Last time I was at the bookstore in the mall, I saw the strangest thing — records.
You know, what the kids and Wall Street now call vinyl.
I was paying attention because I happened to see an “Abbey Road,” the vinyl — excuse me, the record — the last Beatles recording. Just $39.99. I noticed the cost, too, because I remember getting my copy in the dollar bin at the now long-gone Hested Department Store in my hometown.
Yes, a dollar for what I thought was one of the best produced albums of all time.
Other folk must have noticed the “vinyl” section, too, because I just read that vinyl sales topped CD sales for the first time since 1986. Not a surprise since we bought a record player — with an actual working turntable — after we discovered a treasure trove of forgotten “vinyl” packed way back in the bowels of our overpriced storage unit.
Right on top, when we opened the box, was “Abbey Road” with the Beatles captured forever in that iconic photo. Yes, Paul McCartney really was barefoot. Underneath “Abbey Road” was “Every Picture Tells A Story” with Rod Stewart singing “Maggie May.” Creedence Clearwater Revival. Janis Joplin. The Supremes AND The Temptations together.

• What you need to do:
- a) From the essay on vinyl, list every musician or band it names.
- b) Answer these from the essay on vinyl:
(i) What price was on the "Abbey Road" at the mall bookstore?
(ii) Where did the writer first get a copy of it, and for how much?
(iii) Vinyl sales topped CD sales for the first time since what year?
- c) Carry on the essay on vinyl from its last sentence.
The records after this point come from a separate source.

• Records supplied:

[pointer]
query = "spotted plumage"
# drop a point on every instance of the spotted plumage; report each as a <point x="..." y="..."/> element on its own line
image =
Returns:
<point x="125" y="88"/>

• Response list:
- a) The Beatles, Paul McCartney, Rod Stewart, Creedence Clearwater Revival, Janis Joplin, The Supremes, The Temptations

- b)
(i) $39.99
(ii) In the dollar bin at Hested Department Store, for a dollar
(iii) 1986

- c)
I was reliving my teens and twenties as we flipped through those albums.
I can see how streaming is important. It accounts for most of the music “sold” now but you just can’t beat slipping the record out of its sleeve, placing it on the turntable, precisely positioning the needle onto the clear edge just before the grooves begin.
Listening to a record just seems richer, fuller, warmer — a religious experience amplified by reading the notes on the back of the cover and then admiring the artwork on the front.
And a “religious experience” may be what we need to save our teeth — really!
We have been clenching our teeth in the last two years and dentists have noticed. The Omaha World-Herald quoted a local dentist who said he has seen a 10 percent increase in the number of patients complaining of jaw pain and it is all because we’ve been clenching our jaws or grinding our teeth.
The more anxious we are — think the pandemic, politics, shootings, racial strife — the more we clench and that, those Nebraska dentists claim, leads to headaches, jaw soreness, even fractured teeth.
The dentists say bad posture from slumping over your laptop on the dining room table causes problems, too, and, in one Nebraska dentist’s view, adds up to the perfect storm — stress, posture issues, grinding.
Take Advil or Motrin if the doctor says it is OK. Avoid chewing gum because the chewing motion can make your teeth feel worse. Modify your diet with softer foods that don’t require a lot of chewing. Check your posture. Get your dentist to fit you for a mouth guard so you don’t “grind” all night.
And, of course, find a way to relieve your stress.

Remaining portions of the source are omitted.